• [Source passage]:
-.-.-

These carved sea-monsters anticipate the result of this evolutionary change. They are bear-whales, their mouths so grotesquely distended that they have ended up catching not only insects but each other’s eel-like tails. Yet as well as playfully extrapolating from Darwin’s imagined example of evolution, Oxford’s bear-whales also mythologize it. Aptly for a Gothic building, the bear-whales look more like the product of a medieval than a modern imagination, a pre-scientific legend like the mermaid. At the same time, they are science-fiction creatures, projections into the future of what may yet evolve according to Darwin’s theories.

The hybridity that characterizes the palaeotherium, archaeopteryxes and bear-whales embodied the new discoveries of Victorian natural history. But it also hinted at living forms and forms of knowledge that troubled the familiar taxonomies. In the rotunda of the Royal Ontario Museum—the architectural center-piece of the Art-Deco extension built in the early 1930s by Chapman and Oxley—the capitals are carved with a pantheon of hybrids, some stylized from actual living creatures such as seahorses and bats, others combining them in impossible forms including winged horses and bat-winged, eagle-headed serpents. There is even a variant form of bear-whale. Together, the combination of these weird animals, the Art Deco style of the relief carving and mysterious symbols carved one per capital, create a strong impression of esoteric knowledge, an arcana that sits uneasily alongside the museum’s scientific remit. In hinting at lost forms of knowledge, the decorations in the rotunda imply that they still linger, to be recovered through science, perhaps even to be mobilized in science, or merely to remind us that the knowledge that is on display in museums is itself never final, never fully apprehended.

IV. Babewyns: Medieval Marginal Monkeys

The hybrid figures in medieval culture and its cultural descendant, the neo-Gothic, seek to articulate the complex relationships we have to navigate in our understanding of our place in the natural world. One particular animal type has a special status in these negotiations: primates. In medieval manuscripts and in natural history museums, monkeys, apes and other primate species have a distinct status as marginal commentary, for they have long been recognized as being connected to humans, especially human cognition, often troped as both divine and animalistic. In this respect they represent our own hybrid nature.

-.-.-

• [Provided data]:
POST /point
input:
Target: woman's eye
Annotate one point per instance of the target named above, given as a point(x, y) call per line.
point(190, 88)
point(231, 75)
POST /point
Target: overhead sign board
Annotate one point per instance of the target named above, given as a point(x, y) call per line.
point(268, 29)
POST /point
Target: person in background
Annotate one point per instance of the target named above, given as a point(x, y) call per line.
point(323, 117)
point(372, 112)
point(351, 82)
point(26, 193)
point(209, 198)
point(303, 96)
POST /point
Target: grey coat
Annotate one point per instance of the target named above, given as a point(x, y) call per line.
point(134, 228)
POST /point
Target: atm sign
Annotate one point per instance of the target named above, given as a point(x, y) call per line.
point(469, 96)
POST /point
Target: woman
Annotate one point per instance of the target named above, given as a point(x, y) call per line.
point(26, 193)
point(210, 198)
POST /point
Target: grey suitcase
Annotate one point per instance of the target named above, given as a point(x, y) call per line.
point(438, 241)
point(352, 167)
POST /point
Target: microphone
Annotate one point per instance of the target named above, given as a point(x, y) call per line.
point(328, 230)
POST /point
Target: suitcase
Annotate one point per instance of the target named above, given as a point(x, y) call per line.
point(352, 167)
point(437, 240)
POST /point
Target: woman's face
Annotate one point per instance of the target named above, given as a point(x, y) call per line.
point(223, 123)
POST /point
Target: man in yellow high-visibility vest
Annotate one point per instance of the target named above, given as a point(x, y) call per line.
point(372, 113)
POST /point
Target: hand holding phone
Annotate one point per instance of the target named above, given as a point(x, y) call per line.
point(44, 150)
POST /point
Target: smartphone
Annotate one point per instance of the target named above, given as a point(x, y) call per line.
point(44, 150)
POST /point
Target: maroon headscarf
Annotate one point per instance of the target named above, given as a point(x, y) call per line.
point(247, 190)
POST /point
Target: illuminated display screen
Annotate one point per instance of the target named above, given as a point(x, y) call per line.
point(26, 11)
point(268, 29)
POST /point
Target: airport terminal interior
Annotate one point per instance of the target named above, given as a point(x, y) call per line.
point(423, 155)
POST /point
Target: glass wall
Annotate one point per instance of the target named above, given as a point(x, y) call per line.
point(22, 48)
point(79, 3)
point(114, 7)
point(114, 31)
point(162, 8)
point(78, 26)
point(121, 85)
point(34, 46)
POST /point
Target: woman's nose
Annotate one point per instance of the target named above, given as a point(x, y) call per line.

-.-.-

• [Tasks to complete]:
• a. In the hybrid-creatures passage above, list every creature it names as carved on the capitals of the Royal Ontario Museum rotunda.
• b. Retype the hybrid-creatures passage above, everything from "IV. Babewyns: Medieval" down to "own hybrid nature.".

• [Task-by-task results]:
• a.
- Seahorses
- Bats
- Winged horses
- Bat-winged, eagle-headed serpents
- A variant form of bear-whale

• b.
IV. Babewyns: Medieval Marginal Monkeys

The hybrid figures in medieval culture and its cultural descendant, the neo-Gothic, seek to articulate the complex relationships we have to navigate in our understanding of our place in the natural world. One particular animal type has a special status in these negotiations: primates. In medieval manuscripts and in natural history museums, monkeys, apes and other primate species have a distinct status as marginal commentary, for they have long been recognized as being connected to humans, especially human cognition, often troped as both divine and animalistic. In this respect they represent our own hybrid nature.